§ WRITTEN INSTRUCTION
Reproduce every one of the following lines word for word, keeping each character and line break unchanged.
++++ RECORDS PROVIDED ++++
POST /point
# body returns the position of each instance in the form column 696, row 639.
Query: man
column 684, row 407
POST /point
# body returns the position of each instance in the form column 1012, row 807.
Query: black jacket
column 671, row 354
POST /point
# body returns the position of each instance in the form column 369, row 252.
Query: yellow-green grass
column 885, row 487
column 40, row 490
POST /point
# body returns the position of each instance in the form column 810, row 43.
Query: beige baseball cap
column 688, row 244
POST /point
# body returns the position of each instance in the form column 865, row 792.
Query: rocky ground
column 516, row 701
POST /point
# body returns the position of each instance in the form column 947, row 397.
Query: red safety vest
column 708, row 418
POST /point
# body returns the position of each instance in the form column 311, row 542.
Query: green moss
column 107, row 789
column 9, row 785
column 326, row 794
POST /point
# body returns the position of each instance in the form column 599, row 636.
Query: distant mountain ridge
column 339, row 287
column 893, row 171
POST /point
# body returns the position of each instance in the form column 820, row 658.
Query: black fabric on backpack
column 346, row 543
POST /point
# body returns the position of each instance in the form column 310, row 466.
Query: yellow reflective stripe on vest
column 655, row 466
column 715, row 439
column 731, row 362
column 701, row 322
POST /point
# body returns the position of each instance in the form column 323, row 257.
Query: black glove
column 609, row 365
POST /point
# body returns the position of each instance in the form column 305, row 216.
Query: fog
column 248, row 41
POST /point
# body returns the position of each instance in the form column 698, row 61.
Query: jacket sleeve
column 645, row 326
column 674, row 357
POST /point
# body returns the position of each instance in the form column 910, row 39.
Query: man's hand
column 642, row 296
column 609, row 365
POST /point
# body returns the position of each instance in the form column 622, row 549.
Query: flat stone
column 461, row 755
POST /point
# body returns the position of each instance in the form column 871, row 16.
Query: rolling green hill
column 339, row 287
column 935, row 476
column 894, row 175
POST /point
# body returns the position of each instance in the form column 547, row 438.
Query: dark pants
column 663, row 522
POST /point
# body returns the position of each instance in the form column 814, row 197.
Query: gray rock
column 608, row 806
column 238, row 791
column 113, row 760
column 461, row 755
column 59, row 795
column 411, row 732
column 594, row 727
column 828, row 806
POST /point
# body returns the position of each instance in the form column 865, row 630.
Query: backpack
++++
§ RESULT OF THE EXERCISE
POST /point
# body returns the position of each instance in the form column 696, row 639.
Query: man
column 684, row 407
POST /point
# body returns the position of each instance in the form column 1012, row 807.
Query: black jacket
column 671, row 354
POST /point
# body returns the position of each instance in the form column 369, row 252.
Query: yellow-green grass
column 885, row 487
column 40, row 490
POST /point
# body returns the position of each instance in the form column 810, row 43.
Query: beige baseball cap
column 688, row 244
POST /point
# body returns the position of each instance in the form column 865, row 792.
Query: rocky ground
column 516, row 701
POST /point
# body returns the position of each instance in the form column 947, row 397.
Query: red safety vest
column 708, row 418
POST /point
# body returns the position of each instance in the form column 311, row 542.
Query: green moss
column 107, row 789
column 9, row 785
column 326, row 794
POST /point
# body returns the position of each instance in the form column 599, row 636.
Query: distant mountain ridge
column 339, row 287
column 893, row 171
POST /point
# body returns the position of each instance in the form column 820, row 658.
Query: black fabric on backpack
column 346, row 543
POST /point
# body returns the position of each instance in the form column 310, row 466.
Query: yellow reflective stripe on vest
column 655, row 466
column 715, row 439
column 731, row 362
column 701, row 322
POST /point
# body returns the position of each instance in the form column 323, row 257.
Query: black glove
column 609, row 365
POST /point
# body returns the position of each instance in the form column 305, row 216.
Query: fog
column 248, row 41
POST /point
# body returns the position of each instance in the form column 698, row 61.
Query: jacket sleeve
column 645, row 326
column 674, row 357
POST /point
# body returns the position of each instance in the form column 910, row 39.
Query: man's hand
column 642, row 296
column 609, row 365
POST /point
# body returns the position of each instance in the form column 622, row 549.
Query: flat stone
column 461, row 755
POST /point
# body returns the position of each instance in the form column 871, row 16.
Query: rolling green hill
column 339, row 287
column 935, row 476
column 894, row 175
POST /point
# body returns the position of each instance in the form column 547, row 438.
Query: dark pants
column 663, row 522
POST /point
# body returns the position of each instance in the form column 814, row 197.
Query: gray rock
column 608, row 806
column 238, row 791
column 113, row 760
column 461, row 755
column 59, row 795
column 411, row 732
column 594, row 727
column 828, row 806
POST /point
# body returns the position of each instance in the form column 865, row 630.
Query: backpack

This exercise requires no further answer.